* [Problems to solve]
**a)** Decide whether each statement agrees with the Telugu voice AI page. Answer yes or no, and quote the words from the page that settle it.
(i) Callers are billed per minute on a postpaid basis.
(ii) The call ends when the prepaid balance runs out.
(iii) Latency is named as one of the hard parts of the project.
**b)** Answer these questions from the Telugu voice AI page.
(i) Which telephony provider is listed in the stack?
(ii) Where does the transcribed text go?
(iii) According to the page, what happens when billing overruns?
**c)** Return the part of the Telugu voice AI page that opens with the words containing "Telugu voice AI" and closes with "from a prepaid balance.".

++++ Extract to read ++++

Telugu voice AI (prepaid, per-second billing)
A Telugu-first voice assistant over a phone call, metered and billed by the second from a prepaid balance.
- Python
- FastAPI
- Telephony (Exotel)
- STT/TTS
- Anthropic API
- Postgres
Telugu lo nerchuko · Watch in Telugu
This is the most ambitious project in the track: a voice assistant a caller talks to in Telugu over a normal phone call, where every second of the call is metered against a prepaid balance. It combines telephony, speech-to-text, an LLM, text-to-speech, and a billing ledger that must never let a caller spend money they do not have.
Overview
A caller dials a number, speaks in Telugu, and hears a spoken reply. Behind the call, audio is transcribed to text, the text goes to an LLM, the reply is synthesised back to Telugu speech, and the whole exchange is metered per second against the caller's prepaid wallet. When the balance runs out, the call ends cleanly. The hard parts are latency, language handling, and getting the billing exactly right.
The problem
Many users are more comfortable speaking Telugu than typing English, and prefer a phone call to an app. Per-minute postpaid billing surprises people with bills; prepaid per-second billing is fair and predictable, but it demands a ledger that meters live and cuts off precisely at zero. Overrun means you lose money on every call; cutting off early means you cheat the customer.

++++ Data extracts ++++

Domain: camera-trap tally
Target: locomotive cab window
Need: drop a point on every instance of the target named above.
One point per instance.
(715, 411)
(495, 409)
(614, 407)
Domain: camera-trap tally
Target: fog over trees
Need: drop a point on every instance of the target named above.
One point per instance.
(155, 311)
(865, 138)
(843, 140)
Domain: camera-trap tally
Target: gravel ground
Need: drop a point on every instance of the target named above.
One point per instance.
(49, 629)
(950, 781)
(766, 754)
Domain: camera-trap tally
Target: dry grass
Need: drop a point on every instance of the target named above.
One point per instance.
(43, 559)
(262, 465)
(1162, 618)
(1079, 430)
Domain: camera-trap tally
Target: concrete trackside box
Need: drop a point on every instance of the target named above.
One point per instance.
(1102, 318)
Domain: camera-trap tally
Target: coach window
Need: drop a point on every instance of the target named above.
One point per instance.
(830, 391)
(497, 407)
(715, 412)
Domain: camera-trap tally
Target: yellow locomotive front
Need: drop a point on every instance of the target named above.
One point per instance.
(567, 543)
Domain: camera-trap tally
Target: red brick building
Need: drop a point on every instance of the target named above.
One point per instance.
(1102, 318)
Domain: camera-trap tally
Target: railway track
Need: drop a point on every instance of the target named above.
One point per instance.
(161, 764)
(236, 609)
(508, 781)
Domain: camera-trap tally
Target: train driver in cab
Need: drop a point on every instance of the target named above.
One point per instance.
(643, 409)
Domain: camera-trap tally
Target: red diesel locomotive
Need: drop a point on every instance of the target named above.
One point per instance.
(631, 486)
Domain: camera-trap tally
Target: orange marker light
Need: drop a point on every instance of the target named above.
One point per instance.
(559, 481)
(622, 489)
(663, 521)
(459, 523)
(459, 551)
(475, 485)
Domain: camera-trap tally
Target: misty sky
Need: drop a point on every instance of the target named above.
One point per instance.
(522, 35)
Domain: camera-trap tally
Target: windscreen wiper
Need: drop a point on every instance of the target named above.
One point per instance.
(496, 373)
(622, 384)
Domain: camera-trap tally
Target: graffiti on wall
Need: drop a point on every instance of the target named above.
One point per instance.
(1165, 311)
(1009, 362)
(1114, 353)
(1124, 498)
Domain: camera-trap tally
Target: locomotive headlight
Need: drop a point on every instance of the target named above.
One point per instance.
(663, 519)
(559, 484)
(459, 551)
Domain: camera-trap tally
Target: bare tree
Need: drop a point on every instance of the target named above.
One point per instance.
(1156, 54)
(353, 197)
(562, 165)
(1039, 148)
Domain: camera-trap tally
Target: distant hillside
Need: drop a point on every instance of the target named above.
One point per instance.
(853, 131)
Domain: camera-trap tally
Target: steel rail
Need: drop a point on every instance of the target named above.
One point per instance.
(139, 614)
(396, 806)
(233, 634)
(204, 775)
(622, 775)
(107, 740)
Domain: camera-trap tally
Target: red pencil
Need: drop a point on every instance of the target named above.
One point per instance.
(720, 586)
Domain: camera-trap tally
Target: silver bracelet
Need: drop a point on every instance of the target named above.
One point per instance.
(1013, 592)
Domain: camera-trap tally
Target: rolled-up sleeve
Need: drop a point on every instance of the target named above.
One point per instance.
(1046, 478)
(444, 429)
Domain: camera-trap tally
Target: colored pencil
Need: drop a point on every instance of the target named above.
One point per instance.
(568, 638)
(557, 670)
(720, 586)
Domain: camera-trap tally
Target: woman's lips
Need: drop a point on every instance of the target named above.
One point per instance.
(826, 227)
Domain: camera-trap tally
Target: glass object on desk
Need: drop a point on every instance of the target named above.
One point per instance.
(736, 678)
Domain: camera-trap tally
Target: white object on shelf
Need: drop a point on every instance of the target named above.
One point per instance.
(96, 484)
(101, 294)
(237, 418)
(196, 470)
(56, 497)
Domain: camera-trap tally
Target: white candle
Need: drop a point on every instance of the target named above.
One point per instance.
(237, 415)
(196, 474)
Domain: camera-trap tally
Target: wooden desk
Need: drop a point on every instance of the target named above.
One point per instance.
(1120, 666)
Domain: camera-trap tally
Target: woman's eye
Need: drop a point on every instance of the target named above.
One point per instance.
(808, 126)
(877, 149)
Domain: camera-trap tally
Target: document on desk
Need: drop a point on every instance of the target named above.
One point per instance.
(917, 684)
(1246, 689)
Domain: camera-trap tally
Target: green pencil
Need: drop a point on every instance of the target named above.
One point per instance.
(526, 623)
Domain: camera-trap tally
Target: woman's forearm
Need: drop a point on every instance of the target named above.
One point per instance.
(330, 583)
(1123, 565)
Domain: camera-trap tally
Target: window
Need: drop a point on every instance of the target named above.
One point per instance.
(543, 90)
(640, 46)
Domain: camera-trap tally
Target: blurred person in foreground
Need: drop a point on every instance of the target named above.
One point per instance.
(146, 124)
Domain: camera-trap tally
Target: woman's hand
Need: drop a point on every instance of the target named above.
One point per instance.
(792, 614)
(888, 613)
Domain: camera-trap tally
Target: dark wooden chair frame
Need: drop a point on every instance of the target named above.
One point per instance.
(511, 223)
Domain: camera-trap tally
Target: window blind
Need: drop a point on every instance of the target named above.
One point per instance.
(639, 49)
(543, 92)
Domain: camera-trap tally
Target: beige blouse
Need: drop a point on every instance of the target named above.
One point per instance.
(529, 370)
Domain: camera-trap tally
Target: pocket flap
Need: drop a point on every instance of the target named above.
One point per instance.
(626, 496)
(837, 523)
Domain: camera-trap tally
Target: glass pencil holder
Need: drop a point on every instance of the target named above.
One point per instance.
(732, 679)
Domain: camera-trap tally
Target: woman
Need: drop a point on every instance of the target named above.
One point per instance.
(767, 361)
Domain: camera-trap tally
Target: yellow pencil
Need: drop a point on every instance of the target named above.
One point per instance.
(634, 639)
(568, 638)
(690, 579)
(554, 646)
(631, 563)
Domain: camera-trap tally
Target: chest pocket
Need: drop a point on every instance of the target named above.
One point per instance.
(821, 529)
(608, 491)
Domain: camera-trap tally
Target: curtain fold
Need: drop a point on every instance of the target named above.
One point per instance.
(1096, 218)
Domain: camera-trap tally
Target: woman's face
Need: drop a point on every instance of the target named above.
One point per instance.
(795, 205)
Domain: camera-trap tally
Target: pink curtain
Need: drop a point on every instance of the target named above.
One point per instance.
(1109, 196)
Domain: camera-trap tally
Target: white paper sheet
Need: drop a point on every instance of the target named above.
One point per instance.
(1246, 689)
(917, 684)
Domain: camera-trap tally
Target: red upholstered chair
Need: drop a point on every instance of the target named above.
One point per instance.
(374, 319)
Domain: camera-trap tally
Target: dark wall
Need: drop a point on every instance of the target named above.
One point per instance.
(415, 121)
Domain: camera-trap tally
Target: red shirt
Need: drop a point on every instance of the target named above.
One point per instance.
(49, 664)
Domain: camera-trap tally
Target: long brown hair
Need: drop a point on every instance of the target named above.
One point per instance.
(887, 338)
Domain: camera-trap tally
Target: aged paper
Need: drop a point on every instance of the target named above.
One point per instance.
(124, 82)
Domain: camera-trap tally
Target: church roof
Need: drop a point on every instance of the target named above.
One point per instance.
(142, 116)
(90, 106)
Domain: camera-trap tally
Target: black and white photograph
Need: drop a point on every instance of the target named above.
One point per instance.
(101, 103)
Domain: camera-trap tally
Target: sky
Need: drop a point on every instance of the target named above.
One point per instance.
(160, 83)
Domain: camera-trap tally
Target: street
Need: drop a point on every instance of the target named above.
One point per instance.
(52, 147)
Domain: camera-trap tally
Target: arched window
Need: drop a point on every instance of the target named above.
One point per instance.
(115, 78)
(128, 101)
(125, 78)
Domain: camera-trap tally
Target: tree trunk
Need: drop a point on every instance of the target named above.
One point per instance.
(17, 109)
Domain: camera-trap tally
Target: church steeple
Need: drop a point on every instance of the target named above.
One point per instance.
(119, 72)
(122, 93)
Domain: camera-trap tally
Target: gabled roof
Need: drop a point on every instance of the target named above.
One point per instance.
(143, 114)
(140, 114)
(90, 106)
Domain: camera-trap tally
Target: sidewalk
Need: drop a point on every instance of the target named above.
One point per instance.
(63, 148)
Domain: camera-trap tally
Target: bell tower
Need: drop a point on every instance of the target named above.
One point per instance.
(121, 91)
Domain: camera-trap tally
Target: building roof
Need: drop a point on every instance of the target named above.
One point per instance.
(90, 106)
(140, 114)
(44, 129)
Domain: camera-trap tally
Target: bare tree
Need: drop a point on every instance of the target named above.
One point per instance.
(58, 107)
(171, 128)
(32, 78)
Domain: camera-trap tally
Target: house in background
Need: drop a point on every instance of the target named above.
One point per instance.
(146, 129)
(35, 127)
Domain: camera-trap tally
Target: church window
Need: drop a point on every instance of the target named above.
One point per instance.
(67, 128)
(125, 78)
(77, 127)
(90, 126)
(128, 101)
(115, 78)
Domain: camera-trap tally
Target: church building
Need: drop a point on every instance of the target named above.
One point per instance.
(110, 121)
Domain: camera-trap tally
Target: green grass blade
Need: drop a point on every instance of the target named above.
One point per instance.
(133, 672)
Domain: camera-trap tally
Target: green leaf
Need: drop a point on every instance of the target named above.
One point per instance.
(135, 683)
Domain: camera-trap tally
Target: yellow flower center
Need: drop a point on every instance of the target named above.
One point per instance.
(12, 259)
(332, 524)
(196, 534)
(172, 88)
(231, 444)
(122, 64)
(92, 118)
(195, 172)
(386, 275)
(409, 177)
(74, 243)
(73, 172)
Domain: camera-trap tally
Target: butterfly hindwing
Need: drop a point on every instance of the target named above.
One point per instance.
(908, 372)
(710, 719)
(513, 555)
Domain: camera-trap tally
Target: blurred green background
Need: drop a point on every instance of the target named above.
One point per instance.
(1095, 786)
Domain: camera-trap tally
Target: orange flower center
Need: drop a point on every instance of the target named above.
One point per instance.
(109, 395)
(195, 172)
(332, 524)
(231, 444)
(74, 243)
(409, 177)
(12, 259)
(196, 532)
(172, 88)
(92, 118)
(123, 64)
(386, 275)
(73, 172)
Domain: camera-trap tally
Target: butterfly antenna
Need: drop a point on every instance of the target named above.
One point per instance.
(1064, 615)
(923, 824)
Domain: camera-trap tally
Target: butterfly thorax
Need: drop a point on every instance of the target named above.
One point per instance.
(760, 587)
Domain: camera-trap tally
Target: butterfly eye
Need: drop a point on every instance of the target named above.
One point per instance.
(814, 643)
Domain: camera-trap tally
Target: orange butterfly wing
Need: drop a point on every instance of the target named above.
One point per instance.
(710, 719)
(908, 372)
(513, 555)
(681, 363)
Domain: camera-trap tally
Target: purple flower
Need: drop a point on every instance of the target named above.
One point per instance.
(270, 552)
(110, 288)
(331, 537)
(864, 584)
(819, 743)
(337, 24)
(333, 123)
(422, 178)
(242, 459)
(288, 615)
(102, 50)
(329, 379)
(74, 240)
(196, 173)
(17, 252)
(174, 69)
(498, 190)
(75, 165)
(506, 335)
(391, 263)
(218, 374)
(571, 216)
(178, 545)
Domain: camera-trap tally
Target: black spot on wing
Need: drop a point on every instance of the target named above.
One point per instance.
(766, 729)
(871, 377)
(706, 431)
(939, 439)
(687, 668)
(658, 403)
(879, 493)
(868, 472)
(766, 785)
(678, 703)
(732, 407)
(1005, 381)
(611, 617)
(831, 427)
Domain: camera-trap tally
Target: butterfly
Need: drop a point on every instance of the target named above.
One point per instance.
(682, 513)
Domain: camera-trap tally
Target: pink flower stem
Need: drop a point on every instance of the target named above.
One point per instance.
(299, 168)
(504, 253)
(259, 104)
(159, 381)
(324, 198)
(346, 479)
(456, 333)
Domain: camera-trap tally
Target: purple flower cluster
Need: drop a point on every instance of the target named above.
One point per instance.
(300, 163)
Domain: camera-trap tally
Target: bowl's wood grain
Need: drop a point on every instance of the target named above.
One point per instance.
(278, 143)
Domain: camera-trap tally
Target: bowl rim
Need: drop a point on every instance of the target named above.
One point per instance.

++++

* [Answers given]
**a)**
(i) No: "metered and billed by the second from a prepaid balance."
(ii) Yes: "When the balance runs out, the call ends cleanly."
(iii) Yes: "The hard parts are latency, language handling, and getting the billing exactly right."

**b)**
(i) Exotel.
(ii) To an LLM.
(iii) You lose money on every call.

**c)**
Telugu voice AI (prepaid, per-second billing)
A Telugu-first voice assistant over a phone call, metered and billed by the second from a prepaid balance.